#### Supplied passage:
# # #
Federated Learning 📂 FedAvg Algorithm · 5 of 5 17 min read

Hands-On: FedAvg from Scratch in Python

A build-it-yourself walkthrough that implements Federated Averaging from scratch in pure NumPy — no PyTorch, TensorFlow, or FL library. With an animated pipeline diagram, five runnable steps (simulate non-IID clients, logistic-regression model, local-SGD client update, weighted aggregation, the training loop), real measured output, an animated loss-convergence chart, a hyperparameter table, and a checklist of common bugs.

Section 01

The Story That Frames This Build

Build the Engine, Don't Just Drive the Car
Anyone can call a library function named federated_train() and watch numbers scroll by. But you only truly understand an engine once you've bolted it together yourself — pistons, crankshaft, spark.

FedAvg is a surprisingly small engine. Strip away the frameworks and it is just four moving parts: split the data across clients, train locally, average the weights, and repeat. In this hands-on build we'll write every part from scratch in plain NumPy — no PyTorch, no TensorFlow, no FL library — train a real classifier across simulated clients, and watch the global loss fall round after round. By the end you'll have a complete, runnable FedAvg you wrote line by line.
# # #
#### Given information:
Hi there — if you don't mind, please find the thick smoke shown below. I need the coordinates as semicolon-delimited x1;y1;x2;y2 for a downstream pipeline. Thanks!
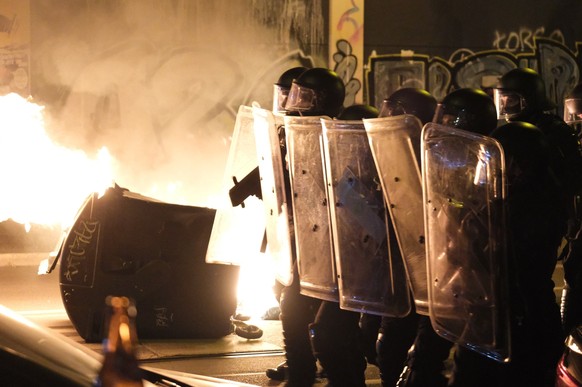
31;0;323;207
# # #
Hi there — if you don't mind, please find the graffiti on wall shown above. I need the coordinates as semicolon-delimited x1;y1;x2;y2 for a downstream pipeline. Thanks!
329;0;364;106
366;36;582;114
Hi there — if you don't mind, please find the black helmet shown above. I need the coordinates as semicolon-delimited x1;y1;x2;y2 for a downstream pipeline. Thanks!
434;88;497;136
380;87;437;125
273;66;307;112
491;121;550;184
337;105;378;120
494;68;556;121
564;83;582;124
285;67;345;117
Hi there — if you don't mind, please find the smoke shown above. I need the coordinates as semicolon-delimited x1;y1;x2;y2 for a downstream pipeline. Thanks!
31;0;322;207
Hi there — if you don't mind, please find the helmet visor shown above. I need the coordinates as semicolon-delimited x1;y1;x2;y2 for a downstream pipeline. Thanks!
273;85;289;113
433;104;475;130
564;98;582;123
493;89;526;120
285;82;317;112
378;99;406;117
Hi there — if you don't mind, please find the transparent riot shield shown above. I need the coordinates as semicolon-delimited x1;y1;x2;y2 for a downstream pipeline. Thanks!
# # #
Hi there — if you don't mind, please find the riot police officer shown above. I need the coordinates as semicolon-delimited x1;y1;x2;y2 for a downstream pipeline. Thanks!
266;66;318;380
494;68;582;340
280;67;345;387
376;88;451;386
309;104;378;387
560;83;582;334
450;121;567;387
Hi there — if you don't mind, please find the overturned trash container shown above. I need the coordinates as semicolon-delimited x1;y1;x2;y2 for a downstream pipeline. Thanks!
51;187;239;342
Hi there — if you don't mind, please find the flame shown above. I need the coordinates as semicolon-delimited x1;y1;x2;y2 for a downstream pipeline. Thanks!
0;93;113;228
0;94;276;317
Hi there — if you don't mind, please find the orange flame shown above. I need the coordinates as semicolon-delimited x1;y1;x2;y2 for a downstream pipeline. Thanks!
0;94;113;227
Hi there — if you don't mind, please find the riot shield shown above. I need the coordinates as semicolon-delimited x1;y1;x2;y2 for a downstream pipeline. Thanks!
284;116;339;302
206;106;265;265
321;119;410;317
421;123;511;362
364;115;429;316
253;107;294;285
# # #
#### What to do:
List the five runnable steps that the FedAvg walkthrough says it contains.

#### Finished answer:
1. Simulate non-IID clients
2. Logistic-regression model
3. Local-SGD client update
4. Weighted aggregation
5. The training loop